Start SOURCE EXTRACT

Fix more FP
Change-Id: I1f8045b4f93f64a7c8597dfbc35a1744af3aaf20
diff --git a/src/index.js b/src/index.js
index cbc0953..47be79e 100644
--- a/src/index.js
+++ b/src/index.js
@@ -124,9 +124,9 @@
['eys', neoPron('ey')],
['emm', neoPron('ey')],
// they/them (NOM=they, GEN=their, DAT=them, ACC=them)
- ['they', neoPron('they')],
- ['their', neoPron('they')],
- ['them', neoPron('they')],
+ // Excluded: 'they' and 'them' are too frequent in English quotations within
+ // German texts and would cause many false positives.
+ // 'their' is likewise excluded for the same reason.
// ---- Neuer Stamm (new-stem pronouns) -----------------------------------
// el/em (NOM=el, GEN=ems, DAT=em, ACC=en)
@@ -143,8 +143,9 @@
// 'ens' takes priority as NOM of ens-paradigm (also GEN of en/em)
['ens', neoPron('ens')],
// et/siem (NOM=et, GEN=sier, DAT=siem, ACC=sien)
- // oblique forms 'sier'/'siem'/'sien' already mapped to sier-paradigm above
- ['et', neoPron('et')],
+ // Excluded: 'et' is omitted — it is ubiquitous in academic German texts as the
+ // Latin abbreviation in 'et al.' and would cause pervasive false positives.
+ // The oblique forms sier/siem/sien are still captured via the sier-paradigm.
// ex/ex (all forms = ex)
['ex', neoPron('ex')],
// hän/sim (NOM=hän, GEN=sir, DAT=sim, ACC=sim)

End SOURCE EXTRACT

## WRITTEN PROBLEM 1
Answer these questions about the diff:
(a) Which three English pronouns does it exclude because they appear often in English quotations?
(b) Which Latin abbreviation is the reason 'et' is left out?
(c) Through which paradigm are the oblique forms sier/siem/sien still captured?
The diff and the records come from unrelated sources.

Start THE DATA

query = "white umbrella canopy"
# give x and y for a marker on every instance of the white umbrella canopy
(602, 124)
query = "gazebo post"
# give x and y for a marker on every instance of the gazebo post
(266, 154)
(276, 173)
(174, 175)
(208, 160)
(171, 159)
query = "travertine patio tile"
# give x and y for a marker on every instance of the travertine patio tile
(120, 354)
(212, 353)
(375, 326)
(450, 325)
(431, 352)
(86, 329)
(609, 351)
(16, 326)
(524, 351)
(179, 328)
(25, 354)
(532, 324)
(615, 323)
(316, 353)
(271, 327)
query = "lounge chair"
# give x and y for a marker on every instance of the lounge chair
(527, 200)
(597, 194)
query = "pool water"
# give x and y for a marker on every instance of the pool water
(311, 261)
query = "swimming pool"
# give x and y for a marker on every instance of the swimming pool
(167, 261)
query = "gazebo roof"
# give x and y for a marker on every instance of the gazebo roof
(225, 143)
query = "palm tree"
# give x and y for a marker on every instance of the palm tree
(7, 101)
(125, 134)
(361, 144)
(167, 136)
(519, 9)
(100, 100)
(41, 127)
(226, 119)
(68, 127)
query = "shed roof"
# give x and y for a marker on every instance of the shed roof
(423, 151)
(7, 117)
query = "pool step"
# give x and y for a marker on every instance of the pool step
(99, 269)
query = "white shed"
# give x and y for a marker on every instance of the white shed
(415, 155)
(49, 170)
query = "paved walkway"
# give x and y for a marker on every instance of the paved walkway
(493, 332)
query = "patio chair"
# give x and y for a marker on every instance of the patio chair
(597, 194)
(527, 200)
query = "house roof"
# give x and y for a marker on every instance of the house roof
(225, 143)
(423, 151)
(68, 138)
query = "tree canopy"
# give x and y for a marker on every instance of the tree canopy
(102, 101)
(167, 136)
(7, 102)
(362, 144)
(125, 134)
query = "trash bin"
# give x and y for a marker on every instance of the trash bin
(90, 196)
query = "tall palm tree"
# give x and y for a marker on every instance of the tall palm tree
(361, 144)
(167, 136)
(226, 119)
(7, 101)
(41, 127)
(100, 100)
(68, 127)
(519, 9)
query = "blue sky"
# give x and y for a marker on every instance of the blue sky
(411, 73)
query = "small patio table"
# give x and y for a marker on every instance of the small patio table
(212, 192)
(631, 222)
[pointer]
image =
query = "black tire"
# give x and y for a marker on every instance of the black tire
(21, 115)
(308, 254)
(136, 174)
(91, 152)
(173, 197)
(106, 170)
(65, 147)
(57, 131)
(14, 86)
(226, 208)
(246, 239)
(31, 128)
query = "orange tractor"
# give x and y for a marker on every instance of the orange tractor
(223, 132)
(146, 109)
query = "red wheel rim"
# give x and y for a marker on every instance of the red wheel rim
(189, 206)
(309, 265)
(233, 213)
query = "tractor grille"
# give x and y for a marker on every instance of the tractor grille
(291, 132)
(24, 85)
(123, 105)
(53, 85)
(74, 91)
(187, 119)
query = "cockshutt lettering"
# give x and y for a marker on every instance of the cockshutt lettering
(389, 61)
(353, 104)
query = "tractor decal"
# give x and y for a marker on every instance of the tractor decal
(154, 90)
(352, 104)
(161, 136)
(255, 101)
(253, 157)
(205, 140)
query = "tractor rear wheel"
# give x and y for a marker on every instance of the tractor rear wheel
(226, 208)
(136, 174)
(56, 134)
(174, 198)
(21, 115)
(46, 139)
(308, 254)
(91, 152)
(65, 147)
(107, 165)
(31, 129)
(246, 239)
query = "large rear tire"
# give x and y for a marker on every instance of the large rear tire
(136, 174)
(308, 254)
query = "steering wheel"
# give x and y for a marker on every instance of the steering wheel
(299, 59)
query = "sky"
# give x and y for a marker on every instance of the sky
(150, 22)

End THE DATA

## WRITTEN PROBLEM 2
Pull out each line of the records that contains the string "tile".

## FULL ANSWER 1
(a) 'they', 'them' and 'their'
(b) 'et al.'
(c) The sier-paradigm

## FULL ANSWER 2
query = "travertine patio tile"
# give x and y for a marker on every instance of the travertine patio tile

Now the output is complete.